**REQUEST**
Give the listing again character for character, but drop the images.

**PROVIDED RECORDS**
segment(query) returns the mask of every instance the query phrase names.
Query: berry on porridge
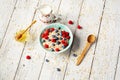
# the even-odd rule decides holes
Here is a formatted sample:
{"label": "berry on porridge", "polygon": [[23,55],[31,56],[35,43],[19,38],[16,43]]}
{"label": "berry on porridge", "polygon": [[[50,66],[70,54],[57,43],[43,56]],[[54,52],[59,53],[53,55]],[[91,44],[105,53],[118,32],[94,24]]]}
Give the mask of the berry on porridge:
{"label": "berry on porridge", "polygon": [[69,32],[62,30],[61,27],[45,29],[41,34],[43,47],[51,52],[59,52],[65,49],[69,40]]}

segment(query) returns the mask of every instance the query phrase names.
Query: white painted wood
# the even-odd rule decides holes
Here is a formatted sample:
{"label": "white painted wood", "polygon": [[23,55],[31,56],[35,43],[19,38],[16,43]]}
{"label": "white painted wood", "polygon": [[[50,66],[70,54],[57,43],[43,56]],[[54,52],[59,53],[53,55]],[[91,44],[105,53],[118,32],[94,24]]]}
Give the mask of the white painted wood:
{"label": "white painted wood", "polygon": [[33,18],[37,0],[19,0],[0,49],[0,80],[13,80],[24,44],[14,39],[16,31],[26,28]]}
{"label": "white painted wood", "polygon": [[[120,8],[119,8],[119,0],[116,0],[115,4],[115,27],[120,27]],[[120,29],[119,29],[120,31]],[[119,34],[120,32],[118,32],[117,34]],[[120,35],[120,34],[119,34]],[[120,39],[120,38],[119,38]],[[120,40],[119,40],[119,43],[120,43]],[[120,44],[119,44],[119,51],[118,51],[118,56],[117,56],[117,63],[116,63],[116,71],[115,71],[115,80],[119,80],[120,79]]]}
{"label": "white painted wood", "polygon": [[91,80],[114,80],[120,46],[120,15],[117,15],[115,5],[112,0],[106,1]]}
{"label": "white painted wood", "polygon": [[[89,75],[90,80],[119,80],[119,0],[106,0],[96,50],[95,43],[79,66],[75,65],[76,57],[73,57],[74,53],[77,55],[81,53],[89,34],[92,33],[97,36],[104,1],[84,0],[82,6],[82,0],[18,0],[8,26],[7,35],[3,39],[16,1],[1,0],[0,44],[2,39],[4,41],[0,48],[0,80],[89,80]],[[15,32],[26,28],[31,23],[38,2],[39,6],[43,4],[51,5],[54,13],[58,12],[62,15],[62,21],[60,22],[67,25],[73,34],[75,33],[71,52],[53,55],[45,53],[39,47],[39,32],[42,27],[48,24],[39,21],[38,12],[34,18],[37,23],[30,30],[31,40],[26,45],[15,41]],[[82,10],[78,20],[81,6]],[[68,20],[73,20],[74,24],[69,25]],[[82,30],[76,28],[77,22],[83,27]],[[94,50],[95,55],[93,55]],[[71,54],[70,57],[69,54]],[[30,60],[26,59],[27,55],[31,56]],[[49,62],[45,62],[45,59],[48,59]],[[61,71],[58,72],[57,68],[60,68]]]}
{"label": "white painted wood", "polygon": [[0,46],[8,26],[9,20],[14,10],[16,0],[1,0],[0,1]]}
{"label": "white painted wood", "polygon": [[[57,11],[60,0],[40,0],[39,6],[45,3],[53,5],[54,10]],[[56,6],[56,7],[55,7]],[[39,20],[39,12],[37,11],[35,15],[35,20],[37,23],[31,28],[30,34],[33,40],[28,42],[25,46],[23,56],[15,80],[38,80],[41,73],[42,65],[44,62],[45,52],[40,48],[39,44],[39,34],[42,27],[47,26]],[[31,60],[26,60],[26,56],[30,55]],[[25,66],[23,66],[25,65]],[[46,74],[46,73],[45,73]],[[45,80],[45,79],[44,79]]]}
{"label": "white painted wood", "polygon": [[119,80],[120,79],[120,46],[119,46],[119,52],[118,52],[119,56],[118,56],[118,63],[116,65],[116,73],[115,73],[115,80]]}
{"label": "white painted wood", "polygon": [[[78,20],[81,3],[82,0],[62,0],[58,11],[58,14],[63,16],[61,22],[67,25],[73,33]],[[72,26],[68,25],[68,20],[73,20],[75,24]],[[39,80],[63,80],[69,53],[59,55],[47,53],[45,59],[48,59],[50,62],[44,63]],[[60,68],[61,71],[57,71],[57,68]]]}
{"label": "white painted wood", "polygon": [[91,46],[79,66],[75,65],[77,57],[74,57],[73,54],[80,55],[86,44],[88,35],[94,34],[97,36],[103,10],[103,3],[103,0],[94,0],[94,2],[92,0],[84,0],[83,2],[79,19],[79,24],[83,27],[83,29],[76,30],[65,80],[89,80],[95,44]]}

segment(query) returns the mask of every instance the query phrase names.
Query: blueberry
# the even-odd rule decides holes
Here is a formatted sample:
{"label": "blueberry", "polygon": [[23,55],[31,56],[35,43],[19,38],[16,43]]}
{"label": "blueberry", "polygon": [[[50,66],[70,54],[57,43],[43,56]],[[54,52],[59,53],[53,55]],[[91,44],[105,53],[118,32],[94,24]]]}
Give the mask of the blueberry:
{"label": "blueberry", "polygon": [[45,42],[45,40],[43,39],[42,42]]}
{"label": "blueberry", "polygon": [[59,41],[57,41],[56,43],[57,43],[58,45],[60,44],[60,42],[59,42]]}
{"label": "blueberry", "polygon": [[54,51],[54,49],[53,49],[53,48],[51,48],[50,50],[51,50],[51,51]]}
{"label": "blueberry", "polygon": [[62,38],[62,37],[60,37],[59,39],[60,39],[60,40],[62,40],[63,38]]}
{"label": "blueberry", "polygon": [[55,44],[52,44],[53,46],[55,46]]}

**CORRECT RESPONSE**
segment(query) returns the mask of every instance the query phrase names.
Query: berry on porridge
# the even-odd rule decides holes
Here is a formatted sample:
{"label": "berry on porridge", "polygon": [[23,55],[31,56],[35,43],[19,38],[16,43]]}
{"label": "berry on porridge", "polygon": [[[50,66],[70,54],[57,43],[43,56]],[[54,52],[59,53],[53,55]],[[91,44],[105,53],[118,32],[94,24]]]}
Give the mask of the berry on porridge:
{"label": "berry on porridge", "polygon": [[69,32],[62,30],[61,27],[45,29],[41,34],[43,47],[51,52],[59,52],[65,49],[69,40]]}

segment(query) returns the mask of every instance the query phrase names.
Query: white painted wood
# the even-odd rule decides holes
Here is a formatted sample:
{"label": "white painted wood", "polygon": [[23,55],[31,56],[35,43],[19,38],[16,43]]}
{"label": "white painted wood", "polygon": [[[50,66],[70,54],[57,43],[43,56]],[[54,52],[59,53],[53,55]],[[91,44],[105,53],[118,32],[94,24]]]}
Give the mask of the white painted wood:
{"label": "white painted wood", "polygon": [[33,18],[37,0],[19,0],[0,49],[0,80],[13,80],[24,44],[14,39],[16,31],[26,28]]}
{"label": "white painted wood", "polygon": [[[120,8],[119,8],[119,0],[116,0],[115,4],[115,27],[120,27]],[[120,29],[119,29],[120,31]],[[119,34],[120,32],[118,32],[117,34]],[[120,35],[120,34],[119,34]],[[120,39],[120,38],[119,38]],[[120,40],[119,40],[119,43],[120,43]],[[120,44],[119,44],[119,51],[118,51],[118,56],[117,56],[117,63],[116,63],[116,71],[115,71],[115,80],[119,80],[120,79]]]}
{"label": "white painted wood", "polygon": [[91,80],[114,80],[120,46],[120,15],[117,15],[115,5],[112,0],[106,1]]}
{"label": "white painted wood", "polygon": [[[89,75],[90,80],[119,80],[119,0],[106,0],[96,50],[95,43],[79,66],[75,65],[76,57],[73,57],[74,53],[77,55],[81,53],[89,34],[92,33],[97,36],[104,1],[84,0],[82,6],[82,0],[18,0],[8,26],[7,35],[3,39],[16,1],[1,0],[0,44],[2,39],[4,41],[0,48],[0,80],[89,80]],[[15,32],[26,28],[31,23],[38,2],[39,6],[43,4],[51,5],[54,13],[58,12],[62,15],[62,21],[60,22],[67,25],[73,34],[75,33],[71,52],[53,55],[45,53],[39,47],[39,32],[42,27],[48,24],[39,21],[38,12],[34,18],[37,23],[30,30],[31,40],[26,45],[15,41]],[[82,10],[78,20],[81,6]],[[68,20],[73,20],[74,24],[69,25]],[[82,30],[76,28],[77,22],[83,27]],[[94,50],[95,55],[93,55]],[[71,54],[70,57],[69,54]],[[30,60],[26,59],[27,55],[31,56]],[[49,62],[45,62],[45,59],[48,59]],[[61,71],[58,72],[57,68],[60,68]]]}
{"label": "white painted wood", "polygon": [[0,46],[8,26],[9,20],[14,10],[16,0],[1,0],[0,1]]}
{"label": "white painted wood", "polygon": [[[57,11],[60,0],[40,0],[39,6],[45,3],[53,5],[54,10]],[[56,6],[56,7],[55,7]],[[39,20],[39,12],[37,11],[35,15],[35,20],[37,23],[31,28],[30,34],[33,40],[28,42],[25,46],[23,56],[15,80],[38,80],[41,73],[42,65],[44,62],[45,52],[40,48],[39,44],[39,34],[42,27],[47,26]],[[31,60],[26,60],[26,56],[30,55]],[[25,66],[23,66],[25,65]],[[46,74],[46,73],[45,73]],[[45,80],[45,79],[44,79]]]}
{"label": "white painted wood", "polygon": [[119,80],[120,79],[120,46],[119,46],[119,52],[118,52],[119,56],[118,56],[118,63],[116,65],[116,73],[115,73],[115,80]]}
{"label": "white painted wood", "polygon": [[[78,20],[81,3],[82,0],[62,0],[58,11],[58,14],[63,16],[61,22],[67,25],[73,33]],[[72,26],[68,25],[68,20],[73,20],[75,24]],[[39,80],[63,80],[69,53],[59,55],[47,53],[45,59],[48,59],[50,62],[44,63]],[[60,68],[61,71],[57,71],[57,68]]]}
{"label": "white painted wood", "polygon": [[91,46],[79,66],[75,65],[77,57],[74,57],[73,54],[80,55],[86,44],[88,35],[94,34],[97,36],[103,10],[103,3],[103,0],[94,0],[94,2],[92,0],[84,0],[83,2],[79,19],[79,24],[83,27],[83,29],[76,30],[65,80],[89,80],[95,44]]}

segment(query) returns the mask of every instance the query phrase names.
Query: blueberry
# the even-odd rule decides holes
Here is a formatted sample:
{"label": "blueberry", "polygon": [[23,55],[31,56],[35,43],[19,38],[16,43]]}
{"label": "blueberry", "polygon": [[[50,66],[70,54],[57,43],[43,56]],[[54,52],[59,53],[53,55]],[[91,44],[105,53],[118,32],[94,24]]]}
Give the mask of the blueberry:
{"label": "blueberry", "polygon": [[45,42],[45,40],[43,39],[42,42]]}
{"label": "blueberry", "polygon": [[59,41],[57,41],[56,43],[57,43],[58,45],[60,44],[60,42],[59,42]]}
{"label": "blueberry", "polygon": [[54,51],[54,49],[53,49],[53,48],[51,48],[50,50],[51,50],[51,51]]}
{"label": "blueberry", "polygon": [[62,38],[62,37],[60,37],[59,39],[60,39],[60,40],[62,40],[63,38]]}
{"label": "blueberry", "polygon": [[55,44],[52,44],[53,46],[55,46]]}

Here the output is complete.